[SOURCE DATA Boundary: Start]

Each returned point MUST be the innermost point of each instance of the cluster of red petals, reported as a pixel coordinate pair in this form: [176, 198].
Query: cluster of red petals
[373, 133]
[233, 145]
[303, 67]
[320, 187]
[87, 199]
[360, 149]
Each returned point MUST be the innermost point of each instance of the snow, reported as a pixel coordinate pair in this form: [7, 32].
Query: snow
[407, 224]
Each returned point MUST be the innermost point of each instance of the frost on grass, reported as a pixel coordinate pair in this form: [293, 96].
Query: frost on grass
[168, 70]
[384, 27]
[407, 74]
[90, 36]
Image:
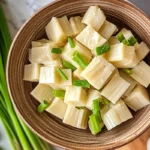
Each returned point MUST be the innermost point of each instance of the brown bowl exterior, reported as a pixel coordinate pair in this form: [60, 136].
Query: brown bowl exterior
[47, 126]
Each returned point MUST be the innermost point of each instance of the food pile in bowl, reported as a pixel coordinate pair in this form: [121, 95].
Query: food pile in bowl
[89, 72]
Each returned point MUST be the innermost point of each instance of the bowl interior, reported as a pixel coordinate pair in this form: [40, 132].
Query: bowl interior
[47, 126]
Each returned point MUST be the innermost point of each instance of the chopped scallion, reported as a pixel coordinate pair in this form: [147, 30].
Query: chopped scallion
[104, 101]
[102, 49]
[132, 40]
[80, 107]
[80, 60]
[59, 93]
[56, 50]
[94, 124]
[81, 83]
[125, 42]
[68, 65]
[120, 36]
[127, 71]
[63, 76]
[44, 104]
[96, 106]
[71, 42]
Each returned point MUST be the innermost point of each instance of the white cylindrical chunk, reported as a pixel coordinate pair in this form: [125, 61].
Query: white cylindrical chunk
[76, 25]
[62, 84]
[138, 98]
[122, 111]
[125, 58]
[42, 54]
[95, 17]
[140, 73]
[142, 51]
[115, 88]
[48, 75]
[55, 63]
[68, 52]
[39, 43]
[55, 32]
[65, 25]
[130, 80]
[107, 29]
[83, 118]
[43, 92]
[92, 95]
[111, 119]
[76, 118]
[77, 74]
[57, 108]
[116, 53]
[32, 72]
[98, 72]
[113, 40]
[75, 96]
[90, 38]
[126, 33]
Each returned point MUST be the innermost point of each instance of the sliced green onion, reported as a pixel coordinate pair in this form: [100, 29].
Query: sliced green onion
[127, 71]
[44, 104]
[132, 40]
[80, 107]
[80, 60]
[59, 93]
[96, 109]
[102, 49]
[94, 124]
[68, 65]
[71, 42]
[63, 76]
[96, 106]
[81, 83]
[120, 36]
[125, 42]
[56, 50]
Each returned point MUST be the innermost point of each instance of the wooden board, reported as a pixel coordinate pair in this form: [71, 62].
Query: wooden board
[139, 143]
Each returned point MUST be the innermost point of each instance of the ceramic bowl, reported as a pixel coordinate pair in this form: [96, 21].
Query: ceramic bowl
[47, 126]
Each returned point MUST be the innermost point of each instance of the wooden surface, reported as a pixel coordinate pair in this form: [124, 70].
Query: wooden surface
[138, 144]
[45, 125]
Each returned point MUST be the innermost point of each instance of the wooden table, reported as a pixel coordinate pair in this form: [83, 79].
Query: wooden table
[138, 144]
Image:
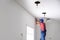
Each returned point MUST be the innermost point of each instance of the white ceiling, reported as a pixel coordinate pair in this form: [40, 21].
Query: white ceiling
[51, 7]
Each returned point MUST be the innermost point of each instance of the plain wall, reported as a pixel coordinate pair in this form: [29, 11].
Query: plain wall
[53, 30]
[13, 21]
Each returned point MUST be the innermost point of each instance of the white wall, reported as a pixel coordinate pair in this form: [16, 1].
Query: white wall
[53, 30]
[13, 21]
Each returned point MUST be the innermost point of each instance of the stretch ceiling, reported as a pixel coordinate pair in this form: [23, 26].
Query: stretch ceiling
[51, 7]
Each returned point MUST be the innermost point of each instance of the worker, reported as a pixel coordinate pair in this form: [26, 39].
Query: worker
[43, 29]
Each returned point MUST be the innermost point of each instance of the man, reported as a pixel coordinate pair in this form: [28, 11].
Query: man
[43, 29]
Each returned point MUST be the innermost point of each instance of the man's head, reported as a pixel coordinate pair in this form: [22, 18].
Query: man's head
[42, 20]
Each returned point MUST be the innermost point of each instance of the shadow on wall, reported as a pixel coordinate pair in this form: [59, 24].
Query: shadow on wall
[52, 27]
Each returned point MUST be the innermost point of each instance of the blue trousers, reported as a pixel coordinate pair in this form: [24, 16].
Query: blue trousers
[43, 34]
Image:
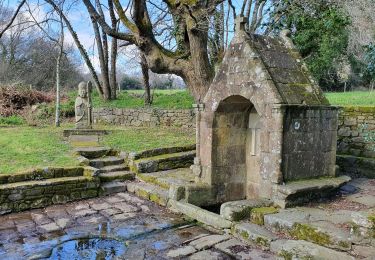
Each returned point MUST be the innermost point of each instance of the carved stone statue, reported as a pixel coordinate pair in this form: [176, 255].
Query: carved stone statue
[83, 111]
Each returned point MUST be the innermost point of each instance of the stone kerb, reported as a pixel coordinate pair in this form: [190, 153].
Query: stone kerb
[356, 132]
[145, 117]
[43, 187]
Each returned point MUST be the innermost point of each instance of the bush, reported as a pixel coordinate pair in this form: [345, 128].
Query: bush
[11, 120]
[130, 83]
[14, 99]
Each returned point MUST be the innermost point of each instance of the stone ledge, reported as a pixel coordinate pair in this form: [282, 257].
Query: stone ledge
[299, 249]
[299, 192]
[69, 132]
[32, 190]
[202, 215]
[356, 167]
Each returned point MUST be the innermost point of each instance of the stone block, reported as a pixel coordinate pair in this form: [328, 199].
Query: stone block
[254, 233]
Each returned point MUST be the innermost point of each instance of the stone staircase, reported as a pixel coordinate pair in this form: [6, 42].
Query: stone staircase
[161, 159]
[112, 170]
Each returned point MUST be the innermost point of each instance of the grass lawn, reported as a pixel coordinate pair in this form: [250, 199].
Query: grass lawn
[24, 148]
[143, 138]
[355, 98]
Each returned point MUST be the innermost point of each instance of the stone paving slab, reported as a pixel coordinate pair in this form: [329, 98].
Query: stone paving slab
[127, 226]
[300, 249]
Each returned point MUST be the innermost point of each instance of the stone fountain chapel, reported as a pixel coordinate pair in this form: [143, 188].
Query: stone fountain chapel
[265, 124]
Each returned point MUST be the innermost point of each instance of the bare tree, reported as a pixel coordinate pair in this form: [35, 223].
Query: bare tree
[79, 45]
[146, 80]
[190, 59]
[59, 41]
[13, 18]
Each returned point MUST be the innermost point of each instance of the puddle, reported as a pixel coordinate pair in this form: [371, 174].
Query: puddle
[213, 208]
[89, 248]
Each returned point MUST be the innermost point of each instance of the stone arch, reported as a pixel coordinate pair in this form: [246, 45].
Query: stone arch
[230, 138]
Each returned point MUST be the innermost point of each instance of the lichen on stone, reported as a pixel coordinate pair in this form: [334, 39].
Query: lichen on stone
[257, 214]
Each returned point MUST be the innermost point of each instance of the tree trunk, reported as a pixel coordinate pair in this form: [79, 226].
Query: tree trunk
[200, 73]
[80, 47]
[114, 46]
[104, 70]
[146, 81]
[58, 66]
[113, 72]
[58, 70]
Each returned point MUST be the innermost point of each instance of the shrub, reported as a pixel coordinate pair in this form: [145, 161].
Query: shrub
[14, 99]
[11, 120]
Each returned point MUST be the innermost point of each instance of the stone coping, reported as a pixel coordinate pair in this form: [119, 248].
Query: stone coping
[160, 151]
[46, 173]
[69, 132]
[43, 187]
[368, 109]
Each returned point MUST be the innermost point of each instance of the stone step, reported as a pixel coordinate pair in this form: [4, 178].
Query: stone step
[113, 168]
[300, 249]
[116, 176]
[202, 215]
[160, 151]
[93, 152]
[106, 161]
[148, 191]
[165, 179]
[112, 187]
[241, 209]
[300, 192]
[255, 234]
[314, 225]
[163, 162]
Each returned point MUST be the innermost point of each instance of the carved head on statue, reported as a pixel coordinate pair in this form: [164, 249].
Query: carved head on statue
[82, 89]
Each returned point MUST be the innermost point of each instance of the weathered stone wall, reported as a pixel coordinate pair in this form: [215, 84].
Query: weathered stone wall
[356, 126]
[45, 187]
[145, 117]
[309, 146]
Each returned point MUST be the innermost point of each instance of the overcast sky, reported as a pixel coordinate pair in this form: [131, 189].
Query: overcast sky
[80, 20]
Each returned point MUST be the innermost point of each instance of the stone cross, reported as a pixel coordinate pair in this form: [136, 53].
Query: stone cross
[83, 106]
[240, 23]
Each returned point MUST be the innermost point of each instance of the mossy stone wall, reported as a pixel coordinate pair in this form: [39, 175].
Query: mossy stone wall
[356, 132]
[145, 117]
[44, 187]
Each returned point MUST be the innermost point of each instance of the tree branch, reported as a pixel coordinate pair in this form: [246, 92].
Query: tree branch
[13, 17]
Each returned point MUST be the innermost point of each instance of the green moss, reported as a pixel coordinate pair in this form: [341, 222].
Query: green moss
[287, 255]
[153, 180]
[257, 214]
[143, 194]
[262, 242]
[309, 233]
[371, 218]
[245, 235]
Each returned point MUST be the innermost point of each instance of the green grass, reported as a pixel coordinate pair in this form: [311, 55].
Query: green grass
[25, 148]
[355, 98]
[143, 138]
[11, 120]
[176, 99]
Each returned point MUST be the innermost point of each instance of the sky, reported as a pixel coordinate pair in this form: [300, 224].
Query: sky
[80, 21]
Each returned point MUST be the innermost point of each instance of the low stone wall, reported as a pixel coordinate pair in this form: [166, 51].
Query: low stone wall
[356, 167]
[145, 117]
[44, 187]
[356, 129]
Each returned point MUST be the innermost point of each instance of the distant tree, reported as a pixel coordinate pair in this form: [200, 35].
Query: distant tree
[6, 24]
[320, 32]
[28, 57]
[127, 83]
[370, 70]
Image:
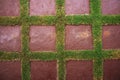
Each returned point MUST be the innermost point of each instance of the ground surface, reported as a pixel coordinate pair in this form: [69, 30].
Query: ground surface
[59, 39]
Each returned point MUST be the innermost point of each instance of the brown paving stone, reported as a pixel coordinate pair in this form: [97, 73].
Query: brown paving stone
[110, 7]
[42, 38]
[10, 70]
[77, 7]
[42, 7]
[111, 37]
[79, 70]
[9, 7]
[10, 38]
[78, 38]
[112, 69]
[43, 70]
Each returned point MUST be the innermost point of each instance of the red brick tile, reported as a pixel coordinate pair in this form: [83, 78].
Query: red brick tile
[10, 70]
[42, 38]
[10, 38]
[110, 7]
[111, 37]
[79, 70]
[78, 38]
[43, 70]
[42, 7]
[9, 7]
[112, 69]
[77, 7]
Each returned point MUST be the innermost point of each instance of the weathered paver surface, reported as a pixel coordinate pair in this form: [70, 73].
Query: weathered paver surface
[42, 7]
[110, 7]
[78, 38]
[9, 7]
[10, 38]
[79, 70]
[59, 39]
[77, 7]
[112, 69]
[10, 70]
[111, 37]
[42, 38]
[41, 70]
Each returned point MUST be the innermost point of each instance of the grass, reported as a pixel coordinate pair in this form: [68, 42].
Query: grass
[60, 20]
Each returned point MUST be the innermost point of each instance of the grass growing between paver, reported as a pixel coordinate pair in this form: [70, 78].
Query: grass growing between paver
[60, 20]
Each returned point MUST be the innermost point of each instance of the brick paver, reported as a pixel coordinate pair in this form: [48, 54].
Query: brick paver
[9, 7]
[79, 70]
[42, 7]
[77, 7]
[10, 39]
[10, 70]
[110, 7]
[111, 37]
[112, 69]
[41, 70]
[42, 38]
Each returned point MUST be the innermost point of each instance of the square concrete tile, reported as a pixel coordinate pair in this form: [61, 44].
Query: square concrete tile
[10, 39]
[43, 70]
[110, 7]
[112, 69]
[42, 7]
[78, 38]
[9, 7]
[10, 70]
[111, 37]
[79, 70]
[77, 7]
[42, 38]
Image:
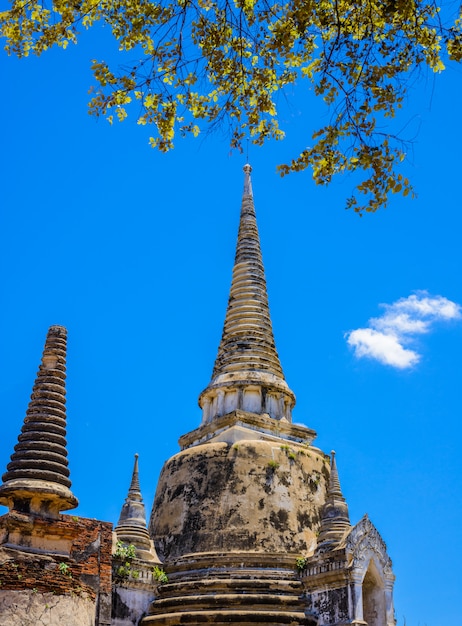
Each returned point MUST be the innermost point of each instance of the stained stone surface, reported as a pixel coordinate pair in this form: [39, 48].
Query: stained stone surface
[262, 496]
[24, 608]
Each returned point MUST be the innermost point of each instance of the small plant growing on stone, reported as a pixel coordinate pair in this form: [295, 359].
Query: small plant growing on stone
[159, 575]
[300, 563]
[65, 570]
[125, 551]
[123, 571]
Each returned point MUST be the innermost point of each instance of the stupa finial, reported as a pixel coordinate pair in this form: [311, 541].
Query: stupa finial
[131, 528]
[247, 356]
[37, 477]
[335, 519]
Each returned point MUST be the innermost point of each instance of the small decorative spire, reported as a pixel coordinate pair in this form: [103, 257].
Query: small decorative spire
[247, 356]
[37, 477]
[247, 181]
[335, 519]
[131, 528]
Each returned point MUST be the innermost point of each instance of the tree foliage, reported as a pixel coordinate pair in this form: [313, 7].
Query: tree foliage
[209, 63]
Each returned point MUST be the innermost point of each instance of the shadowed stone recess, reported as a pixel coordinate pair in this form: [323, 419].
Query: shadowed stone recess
[247, 374]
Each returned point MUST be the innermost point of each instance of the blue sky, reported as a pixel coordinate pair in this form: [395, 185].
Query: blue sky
[132, 250]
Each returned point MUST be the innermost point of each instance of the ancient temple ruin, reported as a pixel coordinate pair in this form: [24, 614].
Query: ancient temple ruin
[249, 523]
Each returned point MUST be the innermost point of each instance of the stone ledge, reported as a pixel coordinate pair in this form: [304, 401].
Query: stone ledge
[256, 426]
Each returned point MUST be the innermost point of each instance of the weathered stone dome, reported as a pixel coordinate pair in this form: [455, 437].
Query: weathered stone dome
[259, 496]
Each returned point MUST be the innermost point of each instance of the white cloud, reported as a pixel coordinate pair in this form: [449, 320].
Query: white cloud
[387, 338]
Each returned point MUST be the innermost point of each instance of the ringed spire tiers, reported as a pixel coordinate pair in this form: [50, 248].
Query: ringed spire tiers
[131, 528]
[247, 374]
[335, 519]
[37, 477]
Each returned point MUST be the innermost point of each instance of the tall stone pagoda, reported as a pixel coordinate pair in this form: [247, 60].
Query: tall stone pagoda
[249, 519]
[249, 523]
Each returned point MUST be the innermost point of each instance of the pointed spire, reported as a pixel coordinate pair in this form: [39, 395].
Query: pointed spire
[247, 356]
[37, 477]
[131, 528]
[335, 519]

[SOURCE DATA Boundary: End]

● WHAT YOU HAVE TO DO:
Your answer should be the lines above from the one containing "Query: bowl interior" through the one containing "form: [100, 29].", copied exactly and with both ends kept.

● RESPONSE AREA:
Query: bowl interior
[47, 126]
Each returned point MUST be the innermost point of each instance of the chopped scallion, reported as a pixel coordinate pair in this form: [147, 30].
Query: chopped scallion
[104, 101]
[102, 49]
[132, 40]
[80, 107]
[80, 60]
[59, 93]
[56, 50]
[94, 124]
[81, 83]
[125, 42]
[68, 65]
[120, 36]
[127, 71]
[63, 76]
[44, 104]
[96, 106]
[71, 42]
Each returned point MUST be the innermost point of each instance of the white cylindrical chunk, reported as a pixel coordinate pair in this form: [125, 61].
Query: white cylindrical chunk
[76, 25]
[62, 84]
[138, 98]
[122, 111]
[125, 58]
[42, 54]
[95, 17]
[140, 73]
[142, 51]
[115, 88]
[48, 75]
[55, 63]
[68, 52]
[39, 43]
[55, 32]
[65, 25]
[130, 80]
[107, 29]
[83, 118]
[43, 92]
[92, 95]
[111, 119]
[76, 118]
[77, 74]
[57, 108]
[116, 53]
[32, 72]
[98, 72]
[113, 40]
[75, 96]
[90, 38]
[126, 33]
Each returned point MUST be the innermost point of each instance of the sliced green onion, reported as a pixel coordinate pair in this form: [100, 29].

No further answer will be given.